→ **Material for the task**:
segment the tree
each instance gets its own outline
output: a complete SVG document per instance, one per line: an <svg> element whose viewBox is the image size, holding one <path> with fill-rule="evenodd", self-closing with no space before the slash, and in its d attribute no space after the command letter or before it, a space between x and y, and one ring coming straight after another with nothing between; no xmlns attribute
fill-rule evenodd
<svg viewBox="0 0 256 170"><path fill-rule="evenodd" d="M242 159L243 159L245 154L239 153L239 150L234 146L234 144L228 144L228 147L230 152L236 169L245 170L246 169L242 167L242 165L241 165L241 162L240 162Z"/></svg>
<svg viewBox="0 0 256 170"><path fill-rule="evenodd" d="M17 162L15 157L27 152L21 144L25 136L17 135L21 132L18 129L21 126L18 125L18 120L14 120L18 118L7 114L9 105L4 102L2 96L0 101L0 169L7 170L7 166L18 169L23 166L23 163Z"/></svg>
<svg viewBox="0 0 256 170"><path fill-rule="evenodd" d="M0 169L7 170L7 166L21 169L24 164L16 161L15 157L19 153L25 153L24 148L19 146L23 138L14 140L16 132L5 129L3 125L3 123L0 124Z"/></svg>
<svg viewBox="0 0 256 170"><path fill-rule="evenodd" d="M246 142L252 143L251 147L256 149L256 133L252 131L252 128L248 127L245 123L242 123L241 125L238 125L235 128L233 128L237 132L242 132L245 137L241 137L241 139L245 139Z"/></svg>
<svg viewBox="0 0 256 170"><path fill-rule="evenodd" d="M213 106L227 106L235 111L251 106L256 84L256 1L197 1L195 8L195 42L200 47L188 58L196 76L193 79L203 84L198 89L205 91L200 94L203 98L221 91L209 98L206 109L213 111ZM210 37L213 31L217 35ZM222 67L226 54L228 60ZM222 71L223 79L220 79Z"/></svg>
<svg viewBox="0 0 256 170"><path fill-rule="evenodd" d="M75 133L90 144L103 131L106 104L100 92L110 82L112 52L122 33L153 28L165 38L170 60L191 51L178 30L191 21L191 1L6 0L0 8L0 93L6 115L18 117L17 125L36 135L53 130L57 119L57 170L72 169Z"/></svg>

→ **Stated exercise**: Collect every line of the records that contains the word "instance" and copy each one out in full.

→ **The result**:
each instance gets its own outline
output: a complete SVG document per instance, one per line: an <svg> element whose viewBox is the image size, holding one <path> with fill-rule="evenodd", self-closing with no space before the slash, and in its d attribute no space after the command letter or before it, a space between x and y, and one ring coming straight after another with nothing between; no xmlns attribute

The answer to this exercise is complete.